To be done: Rewrite the listing below, changing every "should be somewhere" to "appears" and leaving everything else untouched.
____________________
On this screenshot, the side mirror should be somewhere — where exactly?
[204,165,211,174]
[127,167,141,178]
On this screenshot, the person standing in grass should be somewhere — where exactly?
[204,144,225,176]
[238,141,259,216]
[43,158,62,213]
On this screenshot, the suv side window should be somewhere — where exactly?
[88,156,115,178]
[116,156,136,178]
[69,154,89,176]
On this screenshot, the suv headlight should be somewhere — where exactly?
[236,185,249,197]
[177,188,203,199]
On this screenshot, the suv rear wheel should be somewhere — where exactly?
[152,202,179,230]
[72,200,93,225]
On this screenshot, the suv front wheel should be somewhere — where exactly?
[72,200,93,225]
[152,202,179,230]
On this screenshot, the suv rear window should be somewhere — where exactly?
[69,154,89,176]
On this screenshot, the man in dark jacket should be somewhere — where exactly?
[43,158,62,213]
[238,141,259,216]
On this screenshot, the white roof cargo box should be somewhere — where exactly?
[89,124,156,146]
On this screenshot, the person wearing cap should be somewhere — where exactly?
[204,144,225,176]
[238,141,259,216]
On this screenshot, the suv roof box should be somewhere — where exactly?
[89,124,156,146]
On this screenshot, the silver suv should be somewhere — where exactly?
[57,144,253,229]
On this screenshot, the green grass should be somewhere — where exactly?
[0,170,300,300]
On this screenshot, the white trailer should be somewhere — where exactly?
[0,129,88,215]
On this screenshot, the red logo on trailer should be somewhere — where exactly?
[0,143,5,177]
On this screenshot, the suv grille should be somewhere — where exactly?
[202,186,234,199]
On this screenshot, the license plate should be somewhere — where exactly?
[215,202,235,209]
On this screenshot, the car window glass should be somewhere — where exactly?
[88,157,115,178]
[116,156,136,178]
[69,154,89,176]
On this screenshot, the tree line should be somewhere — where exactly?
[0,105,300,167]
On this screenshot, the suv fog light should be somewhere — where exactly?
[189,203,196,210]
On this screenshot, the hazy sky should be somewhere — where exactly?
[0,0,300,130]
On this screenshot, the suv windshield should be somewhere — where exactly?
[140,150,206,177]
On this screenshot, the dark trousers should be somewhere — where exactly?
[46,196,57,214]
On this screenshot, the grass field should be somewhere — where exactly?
____________________
Output:
On this screenshot, the side mirror appears — where exactly?
[204,165,211,174]
[127,167,141,178]
On this screenshot, the person standing in grass appears — where exactly?
[204,144,225,176]
[238,141,259,216]
[43,158,62,213]
On this screenshot, the suv side window appears — where exactly?
[88,156,115,178]
[116,156,136,178]
[69,154,89,176]
On this screenshot, the suv headlight appears — where exactly?
[236,185,249,197]
[177,188,203,199]
On this screenshot, the suv rear wheel appears — where exactly?
[152,202,179,230]
[72,200,93,225]
On this screenshot, the suv front wheel appears — where exactly?
[72,200,93,225]
[152,202,179,230]
On this screenshot, the suv rear window appears — where exactly?
[69,154,89,176]
On this screenshot, the man in dark jacket appears — where exactly?
[43,158,62,213]
[238,141,259,216]
On this screenshot, the white roof cargo box appears — where exactly?
[89,124,156,146]
On this screenshot, the person wearing cap appears — where exactly?
[204,144,225,176]
[238,141,259,216]
On this screenshot, the suv roof box appears — where exactly?
[89,124,156,146]
On this screenshot, the silver suv appears — where exactly?
[57,144,253,229]
On this screenshot, the green grass appears — where exactly?
[0,170,300,300]
On this screenshot, the white trailer appears — where exactly?
[0,129,88,215]
On this screenshot, the red logo on trailer appears — where exactly?
[0,143,5,177]
On this screenshot, the suv grille appears — where exactly?
[202,186,234,199]
On this screenshot, the license plate appears — where exactly?
[215,202,235,209]
On this screenshot, the car window glass appears — where exactly?
[88,157,115,178]
[116,156,136,178]
[69,154,89,176]
On this screenshot, the tree line appears — where exactly?
[0,105,300,167]
On this screenshot, the suv fog light appears — where exactly?
[189,203,196,210]
On this screenshot, the hazy sky appears — where exactly?
[0,0,300,130]
On this screenshot, the suv windshield appears — where exactly?
[140,150,206,177]
On this screenshot, the dark trousers appears — where exactly?
[46,196,57,214]
On this screenshot, the grass field appears — where exactly?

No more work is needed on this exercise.